**Work request**
Using the data below, copy out all lines with the word "region".
───── Recorded data
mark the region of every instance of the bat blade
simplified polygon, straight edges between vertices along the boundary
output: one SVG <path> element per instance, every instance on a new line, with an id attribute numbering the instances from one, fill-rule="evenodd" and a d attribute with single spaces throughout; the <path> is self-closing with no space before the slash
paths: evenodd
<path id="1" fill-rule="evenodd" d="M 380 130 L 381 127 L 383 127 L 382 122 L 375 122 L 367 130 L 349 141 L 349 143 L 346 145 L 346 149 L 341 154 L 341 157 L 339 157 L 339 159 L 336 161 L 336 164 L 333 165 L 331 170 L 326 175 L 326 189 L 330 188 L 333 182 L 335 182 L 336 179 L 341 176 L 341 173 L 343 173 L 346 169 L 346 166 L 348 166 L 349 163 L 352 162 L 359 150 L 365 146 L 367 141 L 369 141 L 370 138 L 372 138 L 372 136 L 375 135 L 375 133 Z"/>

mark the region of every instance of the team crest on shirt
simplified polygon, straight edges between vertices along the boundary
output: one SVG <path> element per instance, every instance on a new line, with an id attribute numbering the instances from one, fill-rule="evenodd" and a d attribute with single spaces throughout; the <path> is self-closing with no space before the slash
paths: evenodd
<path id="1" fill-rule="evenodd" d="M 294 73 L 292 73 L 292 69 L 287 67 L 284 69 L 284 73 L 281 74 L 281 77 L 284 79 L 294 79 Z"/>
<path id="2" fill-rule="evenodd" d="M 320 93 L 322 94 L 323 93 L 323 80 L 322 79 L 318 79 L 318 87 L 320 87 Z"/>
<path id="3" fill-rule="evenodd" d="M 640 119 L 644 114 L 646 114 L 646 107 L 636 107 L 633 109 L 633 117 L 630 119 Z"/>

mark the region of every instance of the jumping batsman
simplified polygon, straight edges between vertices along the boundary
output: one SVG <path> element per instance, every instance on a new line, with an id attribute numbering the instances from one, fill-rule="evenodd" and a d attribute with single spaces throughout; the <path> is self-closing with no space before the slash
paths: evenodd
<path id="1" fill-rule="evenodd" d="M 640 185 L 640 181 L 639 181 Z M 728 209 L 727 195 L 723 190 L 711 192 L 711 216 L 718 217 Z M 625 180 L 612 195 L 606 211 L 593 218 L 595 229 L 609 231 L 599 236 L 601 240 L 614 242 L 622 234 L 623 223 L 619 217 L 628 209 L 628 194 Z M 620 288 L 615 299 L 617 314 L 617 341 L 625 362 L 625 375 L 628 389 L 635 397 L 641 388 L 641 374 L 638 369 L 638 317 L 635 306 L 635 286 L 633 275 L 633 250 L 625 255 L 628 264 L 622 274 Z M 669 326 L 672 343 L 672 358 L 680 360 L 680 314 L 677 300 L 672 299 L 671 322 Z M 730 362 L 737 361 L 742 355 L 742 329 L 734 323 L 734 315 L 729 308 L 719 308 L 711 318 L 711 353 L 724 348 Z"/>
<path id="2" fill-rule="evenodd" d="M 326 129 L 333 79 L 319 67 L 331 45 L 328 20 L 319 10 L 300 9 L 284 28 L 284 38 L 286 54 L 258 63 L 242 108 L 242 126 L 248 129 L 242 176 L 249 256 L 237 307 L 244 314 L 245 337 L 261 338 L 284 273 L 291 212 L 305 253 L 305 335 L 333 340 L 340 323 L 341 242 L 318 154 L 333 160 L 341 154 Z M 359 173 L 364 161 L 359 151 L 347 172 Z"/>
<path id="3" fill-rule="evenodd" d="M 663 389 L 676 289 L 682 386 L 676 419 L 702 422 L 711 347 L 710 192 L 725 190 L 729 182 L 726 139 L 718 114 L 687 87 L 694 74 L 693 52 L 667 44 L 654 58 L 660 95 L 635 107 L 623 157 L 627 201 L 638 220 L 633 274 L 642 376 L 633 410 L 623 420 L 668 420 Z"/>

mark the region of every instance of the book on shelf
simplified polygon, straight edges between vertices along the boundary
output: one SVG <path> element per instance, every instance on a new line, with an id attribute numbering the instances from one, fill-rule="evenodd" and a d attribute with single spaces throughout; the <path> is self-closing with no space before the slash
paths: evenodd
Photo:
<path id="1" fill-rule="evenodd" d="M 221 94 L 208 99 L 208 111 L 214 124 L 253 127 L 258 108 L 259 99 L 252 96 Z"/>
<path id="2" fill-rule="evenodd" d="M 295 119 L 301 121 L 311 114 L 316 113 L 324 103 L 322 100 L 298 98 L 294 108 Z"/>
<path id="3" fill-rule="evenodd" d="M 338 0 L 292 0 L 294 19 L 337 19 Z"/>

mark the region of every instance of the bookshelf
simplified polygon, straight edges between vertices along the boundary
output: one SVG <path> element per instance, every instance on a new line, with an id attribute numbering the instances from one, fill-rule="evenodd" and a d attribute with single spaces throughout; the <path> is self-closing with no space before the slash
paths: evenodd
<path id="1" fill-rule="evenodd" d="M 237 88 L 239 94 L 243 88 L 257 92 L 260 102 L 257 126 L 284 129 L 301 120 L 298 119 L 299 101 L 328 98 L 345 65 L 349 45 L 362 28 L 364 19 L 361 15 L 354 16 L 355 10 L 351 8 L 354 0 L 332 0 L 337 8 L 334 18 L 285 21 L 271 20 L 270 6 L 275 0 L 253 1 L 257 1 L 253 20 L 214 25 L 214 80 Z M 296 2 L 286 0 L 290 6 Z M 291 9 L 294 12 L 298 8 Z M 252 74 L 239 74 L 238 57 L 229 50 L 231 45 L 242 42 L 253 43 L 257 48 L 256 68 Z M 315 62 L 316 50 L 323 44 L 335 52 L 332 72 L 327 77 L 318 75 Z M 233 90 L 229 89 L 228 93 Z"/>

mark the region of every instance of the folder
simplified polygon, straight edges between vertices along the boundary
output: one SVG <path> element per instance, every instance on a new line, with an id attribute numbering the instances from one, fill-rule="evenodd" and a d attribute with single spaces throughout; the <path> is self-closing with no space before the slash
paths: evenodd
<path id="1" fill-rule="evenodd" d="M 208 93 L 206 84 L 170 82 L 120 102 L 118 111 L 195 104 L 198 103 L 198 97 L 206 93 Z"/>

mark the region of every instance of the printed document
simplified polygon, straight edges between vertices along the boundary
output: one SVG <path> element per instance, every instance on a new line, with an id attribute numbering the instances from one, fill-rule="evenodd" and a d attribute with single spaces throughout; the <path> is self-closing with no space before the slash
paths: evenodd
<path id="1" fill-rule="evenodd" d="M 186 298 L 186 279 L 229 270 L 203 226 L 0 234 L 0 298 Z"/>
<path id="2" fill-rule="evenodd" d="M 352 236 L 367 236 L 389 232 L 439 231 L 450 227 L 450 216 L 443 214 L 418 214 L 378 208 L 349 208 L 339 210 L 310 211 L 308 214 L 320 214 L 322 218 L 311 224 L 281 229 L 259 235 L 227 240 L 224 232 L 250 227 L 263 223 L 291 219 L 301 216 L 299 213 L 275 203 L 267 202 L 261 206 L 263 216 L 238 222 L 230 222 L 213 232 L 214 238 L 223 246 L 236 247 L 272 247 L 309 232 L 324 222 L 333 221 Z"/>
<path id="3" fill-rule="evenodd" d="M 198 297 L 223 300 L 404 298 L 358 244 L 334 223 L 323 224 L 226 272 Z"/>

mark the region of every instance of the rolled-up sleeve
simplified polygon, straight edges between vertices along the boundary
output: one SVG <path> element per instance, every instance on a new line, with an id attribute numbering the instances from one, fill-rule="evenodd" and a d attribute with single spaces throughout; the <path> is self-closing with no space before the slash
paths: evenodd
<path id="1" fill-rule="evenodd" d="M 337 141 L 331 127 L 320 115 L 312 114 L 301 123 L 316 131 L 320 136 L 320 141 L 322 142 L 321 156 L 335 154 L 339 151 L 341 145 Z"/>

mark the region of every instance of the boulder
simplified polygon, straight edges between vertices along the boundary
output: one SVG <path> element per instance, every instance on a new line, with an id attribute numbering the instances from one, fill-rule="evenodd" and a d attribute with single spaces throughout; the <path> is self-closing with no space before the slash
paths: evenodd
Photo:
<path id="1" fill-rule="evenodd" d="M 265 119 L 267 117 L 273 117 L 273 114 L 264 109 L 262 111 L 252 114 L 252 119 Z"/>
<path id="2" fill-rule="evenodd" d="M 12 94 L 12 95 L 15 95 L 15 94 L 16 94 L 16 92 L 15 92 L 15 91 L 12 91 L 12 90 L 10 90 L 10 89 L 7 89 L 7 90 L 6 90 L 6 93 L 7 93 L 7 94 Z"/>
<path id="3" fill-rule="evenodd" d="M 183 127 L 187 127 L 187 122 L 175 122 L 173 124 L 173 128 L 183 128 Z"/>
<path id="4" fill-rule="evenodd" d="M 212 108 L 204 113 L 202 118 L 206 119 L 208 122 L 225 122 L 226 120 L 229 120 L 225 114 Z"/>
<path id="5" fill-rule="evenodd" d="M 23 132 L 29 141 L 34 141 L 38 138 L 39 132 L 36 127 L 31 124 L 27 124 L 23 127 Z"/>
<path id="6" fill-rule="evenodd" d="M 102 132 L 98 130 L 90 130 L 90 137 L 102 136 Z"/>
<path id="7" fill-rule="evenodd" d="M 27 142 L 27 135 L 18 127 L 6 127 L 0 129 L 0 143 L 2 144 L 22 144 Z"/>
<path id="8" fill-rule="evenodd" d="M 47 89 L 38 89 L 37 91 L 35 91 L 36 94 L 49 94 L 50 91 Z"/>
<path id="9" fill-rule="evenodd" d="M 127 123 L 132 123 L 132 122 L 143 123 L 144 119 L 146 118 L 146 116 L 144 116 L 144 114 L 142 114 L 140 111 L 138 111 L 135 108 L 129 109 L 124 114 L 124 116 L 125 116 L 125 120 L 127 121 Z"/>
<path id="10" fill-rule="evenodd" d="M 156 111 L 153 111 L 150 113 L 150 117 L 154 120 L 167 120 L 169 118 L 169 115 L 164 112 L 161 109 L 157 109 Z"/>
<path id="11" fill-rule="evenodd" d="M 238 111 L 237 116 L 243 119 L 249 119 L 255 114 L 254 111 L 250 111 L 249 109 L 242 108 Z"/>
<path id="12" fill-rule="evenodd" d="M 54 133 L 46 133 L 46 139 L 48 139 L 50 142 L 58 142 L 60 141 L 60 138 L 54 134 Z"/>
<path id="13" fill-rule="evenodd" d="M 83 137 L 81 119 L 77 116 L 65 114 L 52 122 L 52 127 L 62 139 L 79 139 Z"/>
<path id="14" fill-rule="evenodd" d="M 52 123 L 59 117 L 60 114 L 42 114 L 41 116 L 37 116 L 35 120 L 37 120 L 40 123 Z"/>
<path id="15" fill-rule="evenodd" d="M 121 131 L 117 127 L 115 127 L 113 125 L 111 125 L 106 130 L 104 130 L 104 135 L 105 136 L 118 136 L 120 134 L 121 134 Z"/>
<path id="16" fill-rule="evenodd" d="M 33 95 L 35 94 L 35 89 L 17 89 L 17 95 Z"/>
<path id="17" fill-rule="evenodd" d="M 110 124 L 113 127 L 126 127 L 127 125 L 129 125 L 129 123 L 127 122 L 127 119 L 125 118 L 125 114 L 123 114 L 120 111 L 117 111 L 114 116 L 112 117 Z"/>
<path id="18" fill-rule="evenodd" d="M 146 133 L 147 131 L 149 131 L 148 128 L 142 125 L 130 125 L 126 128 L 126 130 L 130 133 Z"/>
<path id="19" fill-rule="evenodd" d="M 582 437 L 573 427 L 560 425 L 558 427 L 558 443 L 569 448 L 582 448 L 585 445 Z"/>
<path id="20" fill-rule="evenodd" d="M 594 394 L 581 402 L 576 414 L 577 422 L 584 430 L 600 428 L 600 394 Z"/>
──────────
**Your response**
mark the region of every instance of the bat blade
mark the region of every instance of the team crest on shirt
mark the region of every instance of the jumping batsman
mark the region of every instance of the book on shelf
mark the region of every instance of the bookshelf
mark the region of every instance of the folder
mark the region of every instance of the printed document
mark the region of every instance of the rolled-up sleeve
mark the region of every instance of the boulder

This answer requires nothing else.